> TASK
Can you print every record below exactly as written?

> LISTED RECORDS
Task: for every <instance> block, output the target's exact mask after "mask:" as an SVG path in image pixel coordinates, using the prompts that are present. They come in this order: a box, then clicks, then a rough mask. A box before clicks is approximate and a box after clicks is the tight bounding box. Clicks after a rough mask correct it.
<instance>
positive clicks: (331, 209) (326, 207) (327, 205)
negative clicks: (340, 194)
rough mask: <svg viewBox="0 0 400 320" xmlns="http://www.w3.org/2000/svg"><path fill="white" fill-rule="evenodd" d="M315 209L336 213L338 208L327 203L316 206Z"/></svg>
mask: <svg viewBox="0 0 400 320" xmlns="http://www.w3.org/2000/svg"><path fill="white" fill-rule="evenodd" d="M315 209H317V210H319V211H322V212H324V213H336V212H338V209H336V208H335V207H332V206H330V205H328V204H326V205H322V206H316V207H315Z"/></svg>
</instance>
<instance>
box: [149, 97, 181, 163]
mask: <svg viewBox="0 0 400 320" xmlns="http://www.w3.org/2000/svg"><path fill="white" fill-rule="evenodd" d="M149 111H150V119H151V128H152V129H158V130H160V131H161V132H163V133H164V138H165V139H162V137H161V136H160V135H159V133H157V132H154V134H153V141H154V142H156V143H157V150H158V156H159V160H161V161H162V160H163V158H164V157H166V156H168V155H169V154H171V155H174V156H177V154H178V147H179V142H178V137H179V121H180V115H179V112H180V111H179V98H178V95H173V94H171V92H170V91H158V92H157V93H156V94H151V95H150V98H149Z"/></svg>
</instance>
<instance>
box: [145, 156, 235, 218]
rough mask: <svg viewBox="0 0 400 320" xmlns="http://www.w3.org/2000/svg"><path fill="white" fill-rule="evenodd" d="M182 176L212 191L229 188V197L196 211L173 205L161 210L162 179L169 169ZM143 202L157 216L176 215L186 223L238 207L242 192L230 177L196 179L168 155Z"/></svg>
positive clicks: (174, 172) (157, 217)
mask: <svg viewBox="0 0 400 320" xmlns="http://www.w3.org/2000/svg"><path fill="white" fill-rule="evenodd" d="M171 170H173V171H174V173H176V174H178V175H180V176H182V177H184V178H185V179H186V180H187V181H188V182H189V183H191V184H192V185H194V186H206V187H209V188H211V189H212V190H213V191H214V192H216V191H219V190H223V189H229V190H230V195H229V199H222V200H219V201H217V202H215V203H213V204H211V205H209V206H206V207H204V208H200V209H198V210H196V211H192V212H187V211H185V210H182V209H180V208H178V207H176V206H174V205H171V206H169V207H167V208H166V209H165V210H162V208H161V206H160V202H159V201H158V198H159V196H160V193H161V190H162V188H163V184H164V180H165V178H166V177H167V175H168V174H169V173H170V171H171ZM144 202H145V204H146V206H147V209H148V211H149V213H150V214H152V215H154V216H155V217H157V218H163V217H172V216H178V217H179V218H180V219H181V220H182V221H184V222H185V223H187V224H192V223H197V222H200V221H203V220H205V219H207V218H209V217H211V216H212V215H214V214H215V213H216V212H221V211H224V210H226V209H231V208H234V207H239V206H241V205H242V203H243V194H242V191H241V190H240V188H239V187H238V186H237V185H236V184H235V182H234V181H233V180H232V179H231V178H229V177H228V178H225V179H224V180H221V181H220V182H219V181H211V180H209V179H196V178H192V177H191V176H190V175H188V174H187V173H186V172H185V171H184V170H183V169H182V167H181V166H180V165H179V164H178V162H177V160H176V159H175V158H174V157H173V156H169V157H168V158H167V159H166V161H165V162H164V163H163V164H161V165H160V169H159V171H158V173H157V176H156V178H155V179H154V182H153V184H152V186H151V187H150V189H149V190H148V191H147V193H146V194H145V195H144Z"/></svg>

> REPLY TO THE TASK
Task: for every <instance> block, output the target's exact mask after "mask:" as an SVG path in image pixel coordinates, using the prompts that are present. They come in this order: a box, then clicks, then a rough mask. A box before clicks is approximate and a box after clicks is the tight bounding box. Clicks after a rough mask correct it.
<instance>
positive clicks: (331, 209) (326, 207) (327, 205)
negative clicks: (340, 194)
rough mask: <svg viewBox="0 0 400 320" xmlns="http://www.w3.org/2000/svg"><path fill="white" fill-rule="evenodd" d="M315 209L336 213L338 208L327 203L316 206Z"/></svg>
mask: <svg viewBox="0 0 400 320" xmlns="http://www.w3.org/2000/svg"><path fill="white" fill-rule="evenodd" d="M315 209H317V210H319V211H322V212H324V213H336V212H338V209H336V208H335V207H332V206H330V205H328V204H326V205H322V206H316V207H315Z"/></svg>
</instance>
<instance>
box: [149, 97, 181, 163]
mask: <svg viewBox="0 0 400 320" xmlns="http://www.w3.org/2000/svg"><path fill="white" fill-rule="evenodd" d="M149 111H150V119H151V128H152V129H158V130H160V131H161V132H163V133H164V138H165V139H162V137H161V136H160V135H159V133H157V132H154V134H153V141H154V142H156V143H157V150H158V156H159V160H161V161H162V160H163V158H164V157H166V156H168V155H169V154H171V155H174V156H177V154H178V147H179V142H178V137H179V121H180V115H179V112H180V111H179V98H178V95H173V94H171V92H170V91H158V92H157V93H156V94H151V95H150V98H149Z"/></svg>
</instance>
<instance>
box: [145, 156, 235, 218]
rough mask: <svg viewBox="0 0 400 320" xmlns="http://www.w3.org/2000/svg"><path fill="white" fill-rule="evenodd" d="M182 176L212 191L229 188V197L196 211L173 205L161 210L162 179L169 169ZM143 202L157 216L176 215L186 223L238 207L242 192L230 177L196 179L168 155Z"/></svg>
positive clicks: (174, 172) (157, 217)
mask: <svg viewBox="0 0 400 320" xmlns="http://www.w3.org/2000/svg"><path fill="white" fill-rule="evenodd" d="M171 170H173V171H174V173H176V174H178V175H180V176H182V177H184V178H185V179H186V180H187V181H188V182H189V183H191V184H192V185H194V186H206V187H209V188H211V189H212V190H213V191H214V192H216V191H219V190H223V189H229V190H230V195H229V199H222V200H219V201H217V202H215V203H213V204H211V205H209V206H206V207H204V208H200V209H198V210H196V211H192V212H187V211H185V210H182V209H180V208H178V207H176V206H174V205H171V206H169V207H167V208H166V209H165V210H162V208H161V206H160V202H159V201H158V198H159V196H160V193H161V190H162V188H163V184H164V180H165V178H166V177H167V175H168V174H169V173H170V171H171ZM144 202H145V204H146V206H147V209H148V211H149V213H150V214H152V215H154V216H155V217H157V218H163V217H172V216H178V217H179V218H180V219H181V220H182V221H184V222H185V223H187V224H192V223H197V222H200V221H203V220H205V219H207V218H209V217H211V216H212V215H214V214H215V213H216V212H221V211H224V210H226V209H231V208H234V207H239V206H241V205H242V203H243V194H242V191H241V190H240V188H239V187H238V186H237V185H236V184H235V182H234V181H233V180H232V179H231V178H229V177H228V178H225V179H224V180H221V181H220V182H219V181H211V180H209V179H196V178H192V177H191V176H190V175H188V174H187V173H186V172H185V171H184V170H183V169H182V167H181V166H180V165H179V164H178V162H177V160H176V159H175V158H174V157H173V156H169V157H168V158H167V159H166V161H165V162H164V163H163V164H161V165H160V169H159V171H158V173H157V176H156V178H155V179H154V182H153V184H152V186H151V187H150V189H149V190H148V191H147V193H146V194H145V195H144Z"/></svg>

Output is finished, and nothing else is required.